**Required work**
Could you shift the material that begins at the line containing "out the rooftop" and stops after its final line? Write out every line of that span, adding 54 to each coordinate in the answers and leaving all other lines and numbers as they are.

**The input**
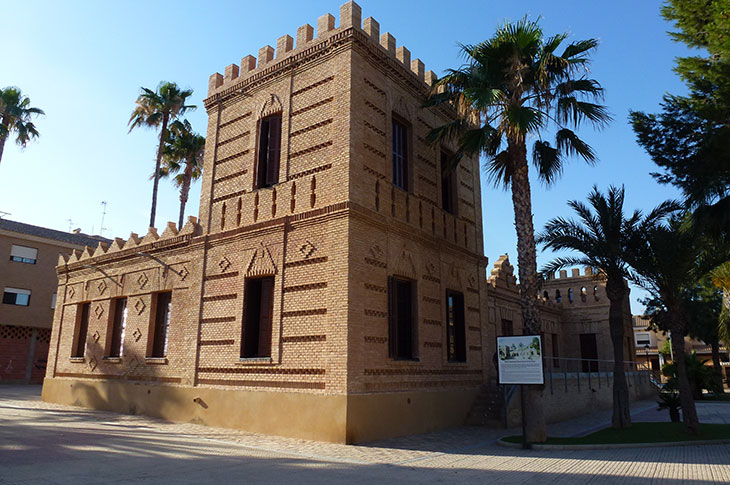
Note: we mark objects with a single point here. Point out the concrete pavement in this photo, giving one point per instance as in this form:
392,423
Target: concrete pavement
46,443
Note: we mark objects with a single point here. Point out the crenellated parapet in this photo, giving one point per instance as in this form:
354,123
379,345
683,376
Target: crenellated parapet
119,248
588,287
289,52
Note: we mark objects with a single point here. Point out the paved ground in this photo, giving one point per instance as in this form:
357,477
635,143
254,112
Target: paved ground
45,443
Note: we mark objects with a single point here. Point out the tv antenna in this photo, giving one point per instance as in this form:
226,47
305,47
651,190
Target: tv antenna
101,227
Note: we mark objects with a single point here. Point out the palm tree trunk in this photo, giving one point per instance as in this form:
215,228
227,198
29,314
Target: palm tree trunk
527,271
616,291
158,162
184,192
716,369
689,412
2,146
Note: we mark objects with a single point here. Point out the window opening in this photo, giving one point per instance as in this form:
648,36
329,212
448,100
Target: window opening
455,326
119,323
82,327
269,151
400,154
160,330
402,316
258,307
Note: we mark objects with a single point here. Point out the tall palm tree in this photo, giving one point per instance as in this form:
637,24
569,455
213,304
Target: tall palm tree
515,86
182,155
665,263
602,235
15,117
158,109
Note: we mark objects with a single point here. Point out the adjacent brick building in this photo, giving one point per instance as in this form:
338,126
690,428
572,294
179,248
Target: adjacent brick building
28,258
333,286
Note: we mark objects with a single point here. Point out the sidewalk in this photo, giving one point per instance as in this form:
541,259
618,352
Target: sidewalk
46,443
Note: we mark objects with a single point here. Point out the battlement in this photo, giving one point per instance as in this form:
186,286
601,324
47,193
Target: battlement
119,247
588,272
350,18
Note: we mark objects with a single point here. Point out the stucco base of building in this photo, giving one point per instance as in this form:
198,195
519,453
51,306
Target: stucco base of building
296,415
385,415
333,418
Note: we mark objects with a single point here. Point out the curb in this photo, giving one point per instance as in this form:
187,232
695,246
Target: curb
614,446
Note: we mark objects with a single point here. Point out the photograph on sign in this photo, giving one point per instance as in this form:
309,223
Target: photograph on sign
519,359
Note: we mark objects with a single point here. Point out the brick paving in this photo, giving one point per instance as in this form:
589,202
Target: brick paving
47,443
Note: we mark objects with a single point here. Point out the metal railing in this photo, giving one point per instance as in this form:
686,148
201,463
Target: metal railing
560,371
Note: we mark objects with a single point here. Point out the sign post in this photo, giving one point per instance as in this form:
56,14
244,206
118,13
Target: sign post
519,361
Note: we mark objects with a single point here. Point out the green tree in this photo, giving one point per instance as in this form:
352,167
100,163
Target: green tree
515,86
664,260
602,234
158,109
15,117
690,139
182,156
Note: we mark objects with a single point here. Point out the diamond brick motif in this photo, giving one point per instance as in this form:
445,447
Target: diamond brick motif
139,306
142,280
307,249
376,251
472,281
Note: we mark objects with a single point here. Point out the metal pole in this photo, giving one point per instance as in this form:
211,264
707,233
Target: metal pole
524,426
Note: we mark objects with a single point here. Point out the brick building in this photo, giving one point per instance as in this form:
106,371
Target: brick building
28,257
333,286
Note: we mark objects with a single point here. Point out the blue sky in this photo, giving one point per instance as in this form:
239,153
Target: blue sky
83,62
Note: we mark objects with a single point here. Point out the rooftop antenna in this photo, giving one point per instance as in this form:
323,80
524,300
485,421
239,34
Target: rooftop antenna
101,227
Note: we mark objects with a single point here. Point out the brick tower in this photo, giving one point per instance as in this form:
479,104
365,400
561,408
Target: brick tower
333,285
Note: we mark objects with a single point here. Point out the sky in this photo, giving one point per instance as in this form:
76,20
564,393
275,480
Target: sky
83,63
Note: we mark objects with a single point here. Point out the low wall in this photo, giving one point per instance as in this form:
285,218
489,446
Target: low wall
583,395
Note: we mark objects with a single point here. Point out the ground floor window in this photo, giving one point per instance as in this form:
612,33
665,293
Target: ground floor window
455,326
82,326
162,305
402,318
258,308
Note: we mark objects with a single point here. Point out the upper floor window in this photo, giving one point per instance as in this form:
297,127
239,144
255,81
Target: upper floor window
267,172
400,154
448,185
16,296
22,254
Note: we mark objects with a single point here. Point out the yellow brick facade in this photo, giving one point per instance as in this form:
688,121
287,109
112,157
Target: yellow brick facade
330,232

**Answer to this task**
Note: we mark objects with a single point here. Point out the rooftop antenna in this photo, giving one point per instance as in this form:
323,80
524,300
485,421
239,34
Target: rooftop antenna
155,281
Note: we mark objects with a single point here. Point out the brick tower in this photo, giving one point per instance as in this form:
479,104
365,400
561,408
Target: brick tower
387,339
Note: we mark objects with a single point here. Point out the sky in this photo, giving one point per instance as in this form:
76,20
564,393
275,480
Target: sky
137,117
Note: we mark objects with a single point here. Point out the low wall in this photo, giving one point per instance as in this form:
285,218
489,446
Target: low wall
637,449
Note: we mark objects with a single point here. Point out the ground floor window in this photo, giving one point per instance as in this form:
612,33
665,293
Target: ground floor window
509,380
136,380
216,359
456,372
312,362
Note: we mark objects with a single point here. Point out the upper floor window in this photo, giving one point per instance as in this form:
297,127
239,144
255,81
Target: upper floor window
321,226
454,208
502,239
70,350
76,308
Note: we mark objects with a single point here. Point out the yellow brick facade in this photo, giving one point per instance as in this form:
688,121
287,109
112,157
Target: yellow brick facade
384,286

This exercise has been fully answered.